> PROBLEM TO SOLVE: Which lines in the entries below contain the string "sloped", matching its case? Copy each of those lines in full.

> Object pointing dataset rows:

########################################

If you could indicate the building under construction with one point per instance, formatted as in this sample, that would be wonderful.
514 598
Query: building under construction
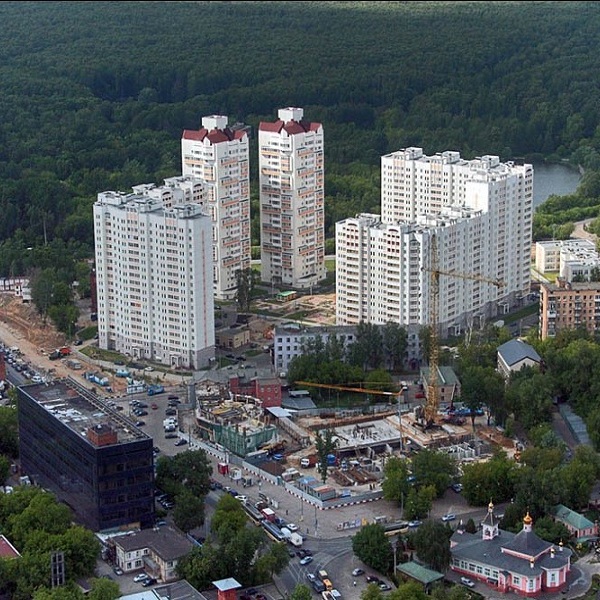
237 425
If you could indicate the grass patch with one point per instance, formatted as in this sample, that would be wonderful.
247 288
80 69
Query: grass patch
96 353
527 311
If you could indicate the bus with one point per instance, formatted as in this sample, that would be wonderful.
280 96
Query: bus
273 531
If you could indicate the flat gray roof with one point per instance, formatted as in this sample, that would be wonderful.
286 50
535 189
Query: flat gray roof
80 410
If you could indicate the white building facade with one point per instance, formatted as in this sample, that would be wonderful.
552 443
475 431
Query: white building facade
290 340
218 156
480 213
154 279
292 200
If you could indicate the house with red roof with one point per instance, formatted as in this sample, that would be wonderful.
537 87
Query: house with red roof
521 563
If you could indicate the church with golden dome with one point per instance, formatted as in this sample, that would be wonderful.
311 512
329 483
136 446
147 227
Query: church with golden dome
521 563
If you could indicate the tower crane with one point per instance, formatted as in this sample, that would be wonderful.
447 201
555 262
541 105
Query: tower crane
432 403
345 388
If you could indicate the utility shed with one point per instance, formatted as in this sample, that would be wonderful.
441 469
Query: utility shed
514 355
416 572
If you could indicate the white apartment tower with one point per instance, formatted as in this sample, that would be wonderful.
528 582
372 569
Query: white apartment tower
219 157
292 200
154 278
480 212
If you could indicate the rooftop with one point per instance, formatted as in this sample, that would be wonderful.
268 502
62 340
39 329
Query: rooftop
82 411
164 541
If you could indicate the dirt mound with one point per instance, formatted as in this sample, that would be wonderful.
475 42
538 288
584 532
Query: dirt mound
21 321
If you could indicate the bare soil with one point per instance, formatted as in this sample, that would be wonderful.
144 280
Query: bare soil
21 326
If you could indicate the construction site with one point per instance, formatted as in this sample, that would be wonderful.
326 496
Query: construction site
283 443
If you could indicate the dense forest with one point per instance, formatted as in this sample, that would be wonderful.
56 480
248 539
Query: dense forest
95 96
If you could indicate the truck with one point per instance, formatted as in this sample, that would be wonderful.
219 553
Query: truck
169 425
135 387
308 461
269 514
97 378
60 353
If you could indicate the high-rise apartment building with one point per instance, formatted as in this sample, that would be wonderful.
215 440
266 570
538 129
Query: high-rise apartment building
218 156
479 211
292 209
154 277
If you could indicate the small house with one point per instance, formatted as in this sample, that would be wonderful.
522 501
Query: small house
581 528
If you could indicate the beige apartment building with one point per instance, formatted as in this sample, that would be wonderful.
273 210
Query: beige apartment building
567 305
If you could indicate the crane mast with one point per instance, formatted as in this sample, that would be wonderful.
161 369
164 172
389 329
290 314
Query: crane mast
431 406
432 402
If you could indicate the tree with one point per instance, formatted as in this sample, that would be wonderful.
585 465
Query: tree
395 343
43 514
419 501
4 469
432 543
187 471
301 592
431 467
395 483
373 547
189 511
410 590
272 562
244 279
493 480
229 517
324 446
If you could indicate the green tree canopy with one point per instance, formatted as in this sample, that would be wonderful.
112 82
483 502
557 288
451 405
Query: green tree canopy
373 547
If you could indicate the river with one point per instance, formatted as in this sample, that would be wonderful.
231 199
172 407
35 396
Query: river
548 180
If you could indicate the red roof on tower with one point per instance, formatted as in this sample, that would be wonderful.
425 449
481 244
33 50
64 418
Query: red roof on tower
214 136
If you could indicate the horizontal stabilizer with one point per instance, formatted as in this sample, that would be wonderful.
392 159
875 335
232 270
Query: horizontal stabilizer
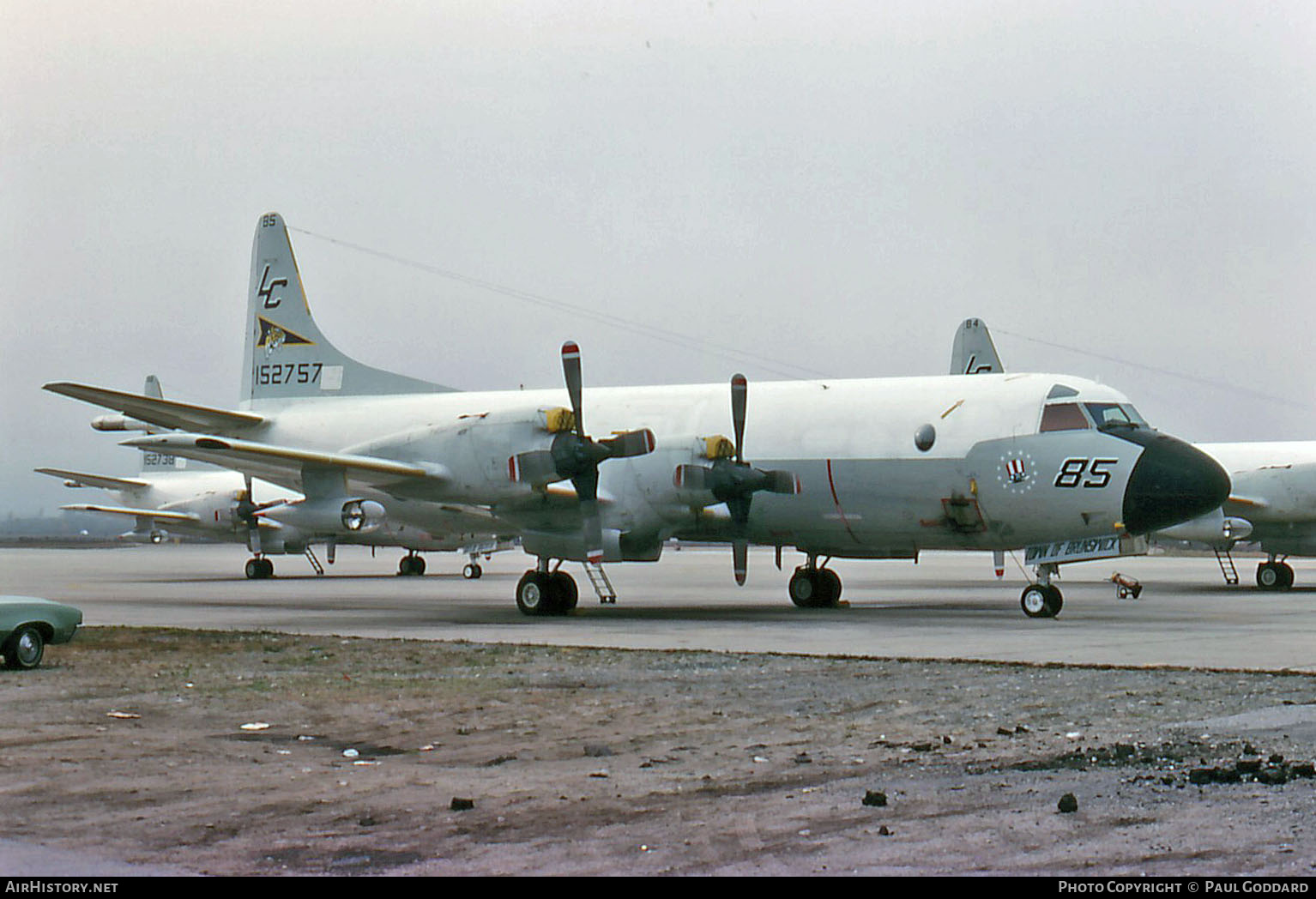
153 409
124 510
287 460
103 480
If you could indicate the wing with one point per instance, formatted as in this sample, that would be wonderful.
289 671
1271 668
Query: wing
153 409
101 480
287 465
186 517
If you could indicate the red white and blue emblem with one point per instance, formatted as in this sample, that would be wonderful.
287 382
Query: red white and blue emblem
1017 472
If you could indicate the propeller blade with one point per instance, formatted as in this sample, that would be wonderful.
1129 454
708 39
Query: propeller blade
739 395
571 371
631 443
739 559
536 468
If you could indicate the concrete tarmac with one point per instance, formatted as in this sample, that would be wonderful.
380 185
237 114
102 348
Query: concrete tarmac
949 606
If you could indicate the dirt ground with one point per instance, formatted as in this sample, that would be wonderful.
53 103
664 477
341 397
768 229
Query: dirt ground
226 753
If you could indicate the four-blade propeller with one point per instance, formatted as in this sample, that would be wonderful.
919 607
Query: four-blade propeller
249 514
576 457
733 480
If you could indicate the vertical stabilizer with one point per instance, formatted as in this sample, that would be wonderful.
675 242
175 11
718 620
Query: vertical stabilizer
973 352
286 356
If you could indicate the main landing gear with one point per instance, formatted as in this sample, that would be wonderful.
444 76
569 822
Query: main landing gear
259 568
411 565
815 588
546 593
1274 576
1042 599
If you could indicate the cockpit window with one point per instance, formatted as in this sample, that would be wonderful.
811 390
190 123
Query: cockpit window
1115 415
1064 416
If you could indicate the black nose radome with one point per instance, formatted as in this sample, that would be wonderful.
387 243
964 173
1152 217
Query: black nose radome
1172 482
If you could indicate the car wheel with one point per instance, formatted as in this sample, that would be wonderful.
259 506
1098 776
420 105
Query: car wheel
24 648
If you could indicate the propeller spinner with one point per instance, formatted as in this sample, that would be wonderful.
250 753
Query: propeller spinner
576 457
733 480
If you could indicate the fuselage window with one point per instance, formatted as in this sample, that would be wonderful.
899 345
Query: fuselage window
1107 415
1064 416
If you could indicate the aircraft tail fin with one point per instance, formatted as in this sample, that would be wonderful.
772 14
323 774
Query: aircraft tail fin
973 352
286 356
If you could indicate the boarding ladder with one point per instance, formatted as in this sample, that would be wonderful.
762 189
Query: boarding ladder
1227 568
315 562
601 586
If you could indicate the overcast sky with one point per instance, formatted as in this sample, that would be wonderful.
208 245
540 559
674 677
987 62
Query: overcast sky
827 187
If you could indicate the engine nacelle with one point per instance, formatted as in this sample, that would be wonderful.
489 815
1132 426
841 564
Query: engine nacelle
1215 529
118 423
616 546
332 516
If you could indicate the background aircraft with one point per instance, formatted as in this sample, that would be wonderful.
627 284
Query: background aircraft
855 469
223 504
1271 502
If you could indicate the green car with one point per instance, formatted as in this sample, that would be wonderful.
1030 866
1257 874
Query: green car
27 624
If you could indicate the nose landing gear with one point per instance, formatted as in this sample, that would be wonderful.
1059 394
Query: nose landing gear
815 588
1042 599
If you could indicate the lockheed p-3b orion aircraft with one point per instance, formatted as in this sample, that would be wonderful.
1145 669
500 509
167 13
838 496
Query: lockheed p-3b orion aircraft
835 469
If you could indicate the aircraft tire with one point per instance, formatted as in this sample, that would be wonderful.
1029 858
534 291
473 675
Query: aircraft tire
1274 576
803 588
24 648
534 594
1041 600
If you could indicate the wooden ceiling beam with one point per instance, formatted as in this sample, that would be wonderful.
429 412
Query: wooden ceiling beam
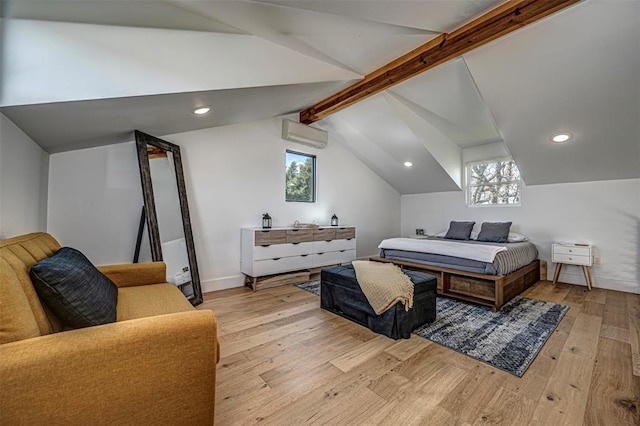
502 20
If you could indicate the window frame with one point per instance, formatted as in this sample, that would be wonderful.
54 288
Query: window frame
314 172
468 185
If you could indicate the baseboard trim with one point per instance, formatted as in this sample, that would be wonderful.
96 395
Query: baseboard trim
222 283
598 281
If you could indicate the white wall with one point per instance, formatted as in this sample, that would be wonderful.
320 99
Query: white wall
95 201
605 214
23 182
234 174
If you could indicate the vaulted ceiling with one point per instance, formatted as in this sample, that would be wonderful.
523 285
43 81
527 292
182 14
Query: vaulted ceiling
87 73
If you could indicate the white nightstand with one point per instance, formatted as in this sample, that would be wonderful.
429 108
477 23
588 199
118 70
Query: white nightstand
572 254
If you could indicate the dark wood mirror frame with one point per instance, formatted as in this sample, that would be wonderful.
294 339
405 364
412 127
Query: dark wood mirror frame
143 140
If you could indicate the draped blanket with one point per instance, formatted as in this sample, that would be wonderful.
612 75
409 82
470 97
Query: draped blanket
383 284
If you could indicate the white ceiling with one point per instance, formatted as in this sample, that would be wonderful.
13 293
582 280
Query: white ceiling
577 70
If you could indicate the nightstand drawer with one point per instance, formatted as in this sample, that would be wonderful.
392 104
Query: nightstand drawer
572 259
571 250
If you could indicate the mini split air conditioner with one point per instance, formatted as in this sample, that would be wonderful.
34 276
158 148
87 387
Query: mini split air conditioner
301 133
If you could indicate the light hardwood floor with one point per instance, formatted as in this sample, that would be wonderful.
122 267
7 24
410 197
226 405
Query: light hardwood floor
287 362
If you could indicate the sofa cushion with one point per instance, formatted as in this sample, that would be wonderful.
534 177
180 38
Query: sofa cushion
74 289
150 300
21 252
17 321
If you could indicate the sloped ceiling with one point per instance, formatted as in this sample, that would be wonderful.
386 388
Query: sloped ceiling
79 74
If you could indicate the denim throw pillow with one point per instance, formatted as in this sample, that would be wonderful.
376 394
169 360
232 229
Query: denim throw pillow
74 290
459 230
494 232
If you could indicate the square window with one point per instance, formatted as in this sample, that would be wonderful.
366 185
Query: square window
493 183
300 177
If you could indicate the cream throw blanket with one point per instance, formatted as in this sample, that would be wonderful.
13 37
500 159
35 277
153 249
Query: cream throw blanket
383 284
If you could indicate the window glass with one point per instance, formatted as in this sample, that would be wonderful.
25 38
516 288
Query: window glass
300 177
494 182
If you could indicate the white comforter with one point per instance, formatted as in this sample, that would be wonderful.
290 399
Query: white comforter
480 252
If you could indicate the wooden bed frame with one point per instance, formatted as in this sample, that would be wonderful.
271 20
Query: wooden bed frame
490 290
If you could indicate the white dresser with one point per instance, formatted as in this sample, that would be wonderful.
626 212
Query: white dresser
572 254
281 250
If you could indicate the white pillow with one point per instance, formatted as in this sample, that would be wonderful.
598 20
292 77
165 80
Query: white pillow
516 238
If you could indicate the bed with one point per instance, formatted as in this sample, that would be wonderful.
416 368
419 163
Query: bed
488 273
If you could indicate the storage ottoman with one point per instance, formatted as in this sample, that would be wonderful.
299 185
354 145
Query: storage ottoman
341 294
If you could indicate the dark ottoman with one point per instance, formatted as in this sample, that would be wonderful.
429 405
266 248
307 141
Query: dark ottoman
341 294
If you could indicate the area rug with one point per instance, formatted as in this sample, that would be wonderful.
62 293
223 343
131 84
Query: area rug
509 340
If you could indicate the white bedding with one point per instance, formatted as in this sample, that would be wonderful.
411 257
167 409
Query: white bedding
480 252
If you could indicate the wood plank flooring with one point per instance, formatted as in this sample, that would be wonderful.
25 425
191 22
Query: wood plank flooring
287 362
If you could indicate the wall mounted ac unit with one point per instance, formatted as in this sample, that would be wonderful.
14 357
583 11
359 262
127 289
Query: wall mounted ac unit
301 133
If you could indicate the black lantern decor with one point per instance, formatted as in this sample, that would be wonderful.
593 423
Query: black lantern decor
266 221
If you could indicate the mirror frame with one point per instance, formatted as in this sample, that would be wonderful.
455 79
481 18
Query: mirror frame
142 140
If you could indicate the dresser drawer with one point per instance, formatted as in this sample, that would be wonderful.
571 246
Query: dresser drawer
572 259
299 235
324 234
345 233
572 250
281 250
266 237
333 245
282 264
333 257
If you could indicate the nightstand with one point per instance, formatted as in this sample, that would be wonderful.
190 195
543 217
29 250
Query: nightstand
572 254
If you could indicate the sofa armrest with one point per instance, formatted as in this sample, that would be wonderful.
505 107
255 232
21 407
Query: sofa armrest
134 274
156 370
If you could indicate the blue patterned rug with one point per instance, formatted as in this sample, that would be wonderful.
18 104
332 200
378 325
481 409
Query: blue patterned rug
509 340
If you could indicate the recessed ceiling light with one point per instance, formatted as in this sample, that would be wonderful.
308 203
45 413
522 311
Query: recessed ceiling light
561 137
201 110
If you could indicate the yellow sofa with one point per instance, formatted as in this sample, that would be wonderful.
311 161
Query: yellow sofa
155 366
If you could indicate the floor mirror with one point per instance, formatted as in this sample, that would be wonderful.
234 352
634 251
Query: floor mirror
167 213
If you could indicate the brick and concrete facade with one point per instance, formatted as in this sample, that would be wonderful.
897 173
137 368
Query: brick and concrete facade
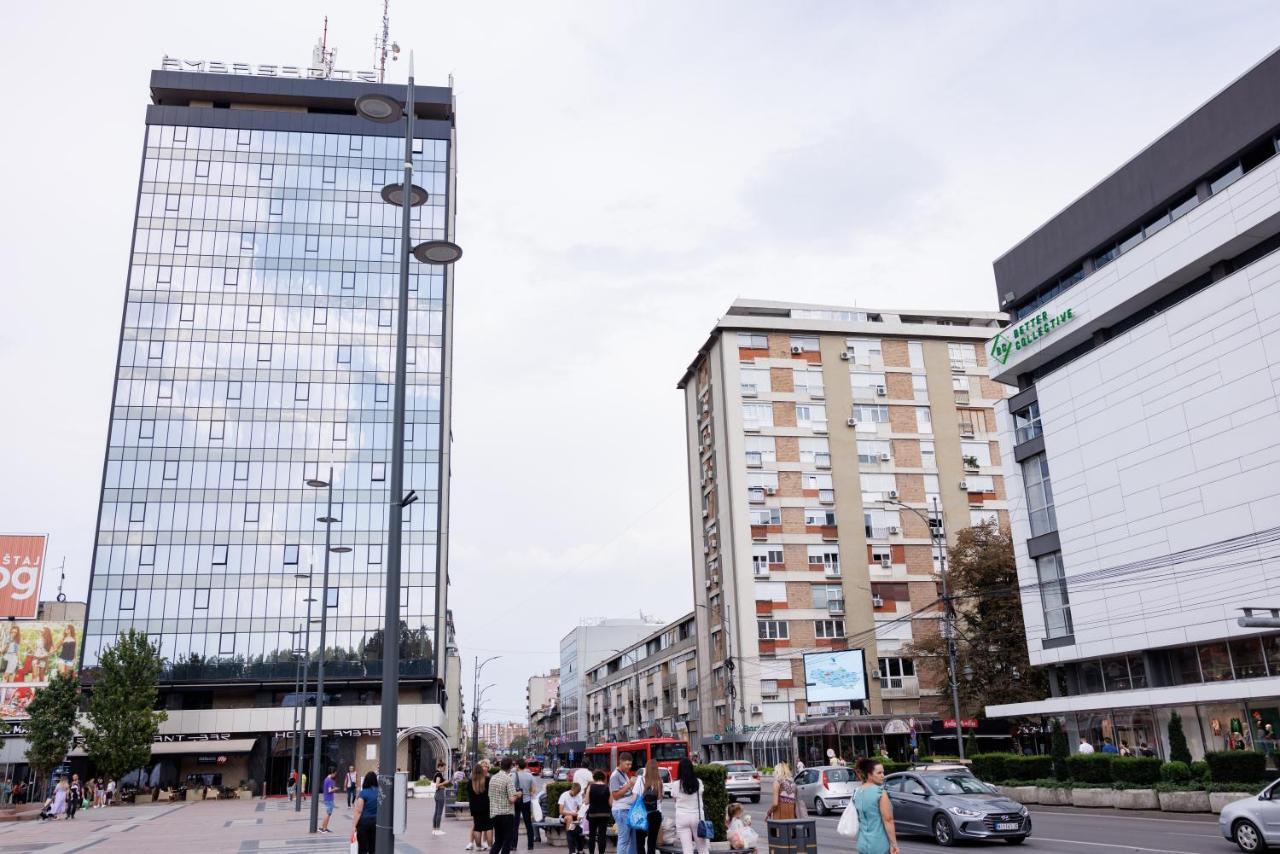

########################################

> THE RESULT:
If you could indicate the sloped ceiling with one point per instance, formatted as in this sample, that would be wonderful.
Query: sloped ceiling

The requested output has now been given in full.